# PASSAGE TO READ:
*** Begin section ***

Source : Webster's Revised Unabridged Dictionary (1913)

Species \Spe"cies\, n. sing. & pl. [L., a sight, outward
   appearance, shape, form, a particular sort, kind, or quality,
   a species. See {Spice}, n., and cf. {Specie}, {Special}.]
   1. Visible or sensible presentation; appearance; a sensible
      percept received by the imagination; an image. [R.] ``The
      species of the letters illuminated with indigo and
      violet.'' --Sir I. Newton.

            Wit, . . . the faculty of imagination in the writer,
            which searches over all the memory for the species
            or ideas of those things which it designs to
            represent.                            --Dryden.

   Note: In the scholastic philosophy, the species was sensible
         and intelligible. The sensible species was that in any
         material, object which was in fact discerned by the
         mind through the organ of perception, or that in any
         object which rendered it possible that it should be
         perceived. The sensible species, as apprehended by the
         understanding in any of the relations of thought, was
         called an intelligible species. ``An apparent diversity
         between the species visible and audible is, that the
         visible doth not mingle in the medium, but the audible
         doth.'' --Bacon.

*** End section ***

# DATA FOR ANALYSIS:
*** Begin section ***

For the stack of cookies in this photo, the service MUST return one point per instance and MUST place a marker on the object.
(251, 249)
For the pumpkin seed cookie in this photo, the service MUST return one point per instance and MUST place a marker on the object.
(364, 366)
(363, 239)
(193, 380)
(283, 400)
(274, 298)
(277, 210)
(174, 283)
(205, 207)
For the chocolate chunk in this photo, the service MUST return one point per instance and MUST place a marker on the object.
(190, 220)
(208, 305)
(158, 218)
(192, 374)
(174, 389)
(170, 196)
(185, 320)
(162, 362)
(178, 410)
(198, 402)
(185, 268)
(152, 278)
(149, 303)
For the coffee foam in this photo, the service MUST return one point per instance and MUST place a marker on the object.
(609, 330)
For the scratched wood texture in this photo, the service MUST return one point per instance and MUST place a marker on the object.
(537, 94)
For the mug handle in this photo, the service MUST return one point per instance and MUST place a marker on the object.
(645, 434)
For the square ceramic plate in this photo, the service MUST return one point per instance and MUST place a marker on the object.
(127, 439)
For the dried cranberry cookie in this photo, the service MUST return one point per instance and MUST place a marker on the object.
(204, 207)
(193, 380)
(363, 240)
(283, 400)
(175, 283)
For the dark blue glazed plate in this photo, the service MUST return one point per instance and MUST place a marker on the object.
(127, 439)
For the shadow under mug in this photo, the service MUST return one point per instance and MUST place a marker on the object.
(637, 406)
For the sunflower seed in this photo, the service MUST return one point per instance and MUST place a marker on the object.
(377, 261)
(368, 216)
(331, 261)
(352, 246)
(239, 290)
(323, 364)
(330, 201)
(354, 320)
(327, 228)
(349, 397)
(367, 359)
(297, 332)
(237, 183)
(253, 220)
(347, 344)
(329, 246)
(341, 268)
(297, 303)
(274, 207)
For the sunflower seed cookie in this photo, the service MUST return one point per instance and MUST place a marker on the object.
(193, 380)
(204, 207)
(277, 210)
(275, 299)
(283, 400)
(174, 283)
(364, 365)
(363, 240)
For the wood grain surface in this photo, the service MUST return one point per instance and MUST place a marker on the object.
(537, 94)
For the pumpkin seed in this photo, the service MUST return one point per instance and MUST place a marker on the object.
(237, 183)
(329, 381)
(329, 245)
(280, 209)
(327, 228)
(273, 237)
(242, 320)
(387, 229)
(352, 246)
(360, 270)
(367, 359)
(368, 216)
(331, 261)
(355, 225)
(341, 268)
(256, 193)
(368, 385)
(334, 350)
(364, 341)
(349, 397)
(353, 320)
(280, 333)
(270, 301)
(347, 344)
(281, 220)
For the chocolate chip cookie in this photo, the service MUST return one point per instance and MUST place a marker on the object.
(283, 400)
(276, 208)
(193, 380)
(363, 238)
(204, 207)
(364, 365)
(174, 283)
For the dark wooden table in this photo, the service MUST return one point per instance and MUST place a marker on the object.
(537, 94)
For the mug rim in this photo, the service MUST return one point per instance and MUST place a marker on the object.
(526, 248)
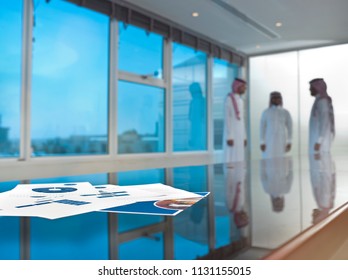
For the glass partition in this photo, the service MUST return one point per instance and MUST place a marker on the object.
(189, 99)
(10, 77)
(70, 81)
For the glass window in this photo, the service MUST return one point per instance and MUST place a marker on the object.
(140, 118)
(10, 76)
(140, 52)
(70, 80)
(189, 99)
(223, 76)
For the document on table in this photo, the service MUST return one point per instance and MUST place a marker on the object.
(58, 200)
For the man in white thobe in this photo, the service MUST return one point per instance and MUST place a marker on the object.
(321, 122)
(276, 178)
(234, 128)
(276, 128)
(323, 180)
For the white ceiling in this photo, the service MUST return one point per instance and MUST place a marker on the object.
(249, 25)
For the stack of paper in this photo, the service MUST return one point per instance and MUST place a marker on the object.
(55, 200)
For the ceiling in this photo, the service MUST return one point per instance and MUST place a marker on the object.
(249, 27)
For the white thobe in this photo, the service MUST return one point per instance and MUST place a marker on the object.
(276, 175)
(320, 126)
(234, 129)
(235, 186)
(323, 180)
(275, 131)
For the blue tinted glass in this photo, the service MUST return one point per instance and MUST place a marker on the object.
(140, 120)
(191, 226)
(228, 201)
(223, 76)
(80, 237)
(189, 99)
(70, 80)
(138, 177)
(9, 230)
(191, 178)
(140, 52)
(146, 248)
(10, 57)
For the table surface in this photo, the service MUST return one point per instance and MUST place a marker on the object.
(253, 208)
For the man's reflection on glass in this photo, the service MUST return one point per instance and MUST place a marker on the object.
(235, 178)
(197, 117)
(276, 178)
(323, 180)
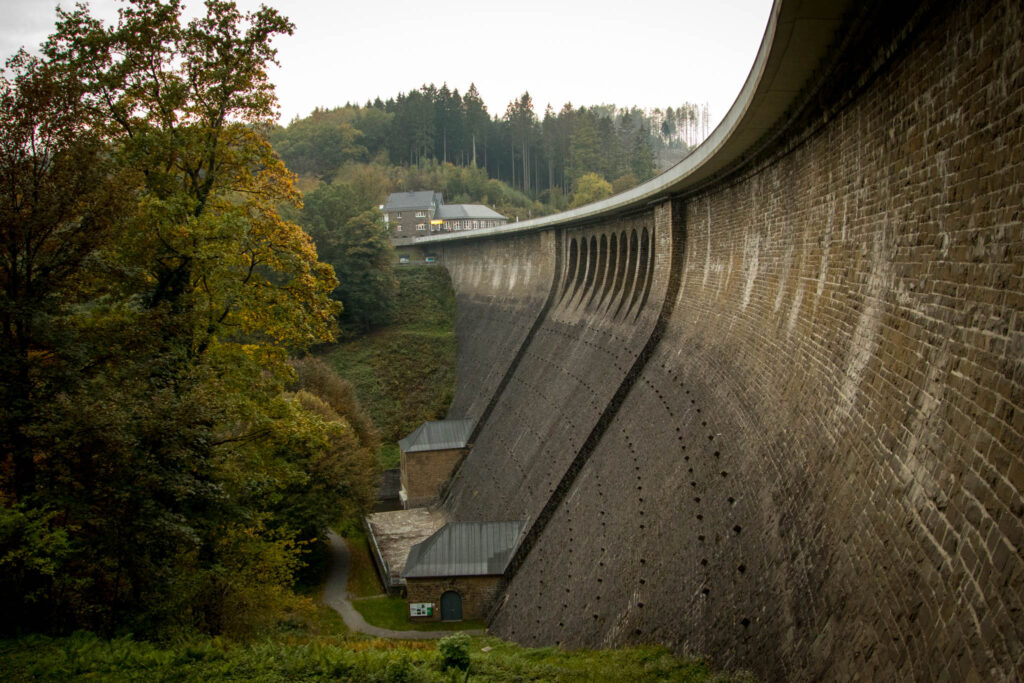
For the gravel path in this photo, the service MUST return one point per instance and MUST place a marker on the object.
(336, 596)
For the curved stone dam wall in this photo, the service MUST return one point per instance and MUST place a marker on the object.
(775, 413)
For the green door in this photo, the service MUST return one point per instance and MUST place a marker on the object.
(451, 606)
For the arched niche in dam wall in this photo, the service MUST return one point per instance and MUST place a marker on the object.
(818, 472)
(569, 367)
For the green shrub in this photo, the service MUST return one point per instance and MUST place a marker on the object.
(455, 651)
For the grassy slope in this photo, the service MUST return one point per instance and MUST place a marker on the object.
(84, 655)
(403, 374)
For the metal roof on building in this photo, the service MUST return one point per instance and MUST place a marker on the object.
(453, 211)
(438, 436)
(413, 201)
(465, 549)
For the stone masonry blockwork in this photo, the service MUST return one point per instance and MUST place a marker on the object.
(817, 471)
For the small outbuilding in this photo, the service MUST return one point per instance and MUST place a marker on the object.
(457, 572)
(429, 455)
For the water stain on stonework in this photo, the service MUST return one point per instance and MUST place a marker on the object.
(864, 341)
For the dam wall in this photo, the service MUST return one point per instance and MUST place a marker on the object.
(799, 447)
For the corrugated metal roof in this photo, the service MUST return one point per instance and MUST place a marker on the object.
(412, 201)
(452, 211)
(438, 436)
(465, 549)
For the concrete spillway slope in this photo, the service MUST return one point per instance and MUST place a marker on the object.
(798, 443)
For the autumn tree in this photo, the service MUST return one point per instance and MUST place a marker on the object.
(153, 294)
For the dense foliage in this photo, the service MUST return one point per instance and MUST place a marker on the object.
(541, 158)
(155, 475)
(330, 659)
(403, 373)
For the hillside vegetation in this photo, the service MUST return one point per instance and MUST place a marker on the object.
(403, 373)
(333, 658)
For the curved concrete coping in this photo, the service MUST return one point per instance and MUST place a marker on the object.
(797, 38)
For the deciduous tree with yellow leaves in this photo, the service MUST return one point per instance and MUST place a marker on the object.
(152, 296)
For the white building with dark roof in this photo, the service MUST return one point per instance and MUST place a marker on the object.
(420, 213)
(409, 214)
(457, 572)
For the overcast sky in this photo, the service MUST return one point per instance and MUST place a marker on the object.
(641, 52)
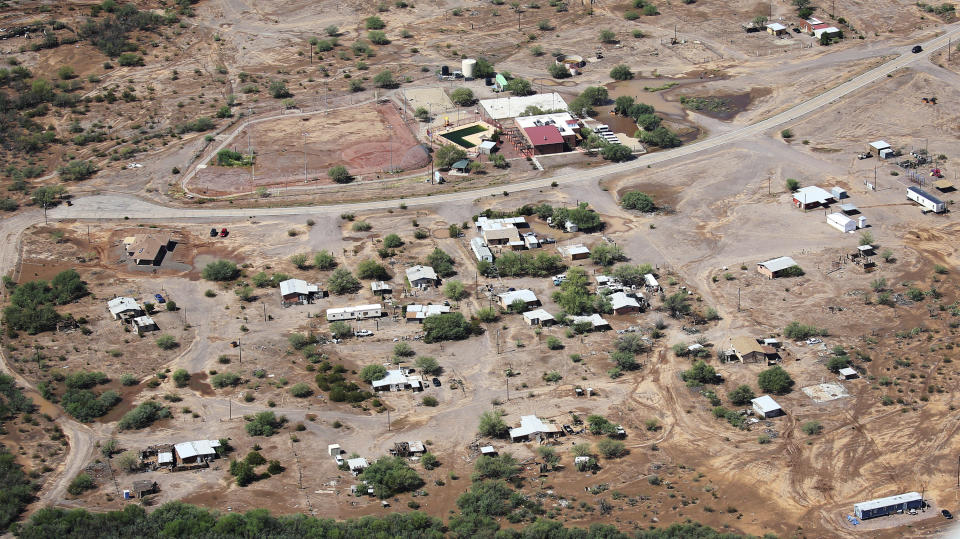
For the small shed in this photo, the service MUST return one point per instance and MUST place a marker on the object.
(841, 222)
(487, 147)
(764, 406)
(381, 288)
(143, 487)
(877, 146)
(776, 29)
(538, 317)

*** End section ***

# TASK BRIEF:
Please pick up the dictionary entry for "species" after its final quotation and write the next part of it.

# SOLVED PROBLEM:
   2. (Logic) A group of individuals agreeing in common
      attributes, and designated by a common name; a conception
      subordinated to another conception, called a genus, or
      generic conception, from which it differs in containing or
      comprehending more attributes, and extending to fewer
      individuals. Thus, {man} is a species, under {animal} as a
      genus; and man, in its turn, may be regarded as a genus
      with respect to {European}, {American}, or the like, as
      species.

   3. In science, a more or less permanent group of existing
      things or beings, associated according to attributes, or
      properties determined by scientific observation.

   Note: In mineralogy and chemistry, objects which possess the
         same definite chemical structure, and are fundamentally
         the same in crystallization and physical characters,
         are classed as belonging to a species. In zo["o]logy
         and botany, a species is an ideal group of individuals
         which are believed to have descended from common
         ancestors, which agree in essential characteristics,
         and are capable of indefinitely continued fertile
         reproduction through the sexes. A species, as thus
         defined, differs from a variety or subspecies only in
         the greater stability of its characters and in the
         absence of individuals intermediate between the related
         groups.

   4. A sort; a kind; a variety; as, a species of low cunning; a
      species of generosity; a species of cloth.

   5. Coin, or coined silver, gold, ot other metal, used as a
      circulating medium; specie. [Obs.]

            There was, in the splendor of the Roman empire, a
            less quantity of current species in Europe than
            there is now.                         --Arbuthnot.

   6. A public spectacle or exhibition. [Obs.] --Bacon.

   7. (Pharmacy)
      (a) A component part of compound medicine; a simple.
      (b) (Med.) An officinal mixture or compound powder of any
          kind; esp., one used for making an aromatic tea or
          tisane; a tea mixture. --Quincy.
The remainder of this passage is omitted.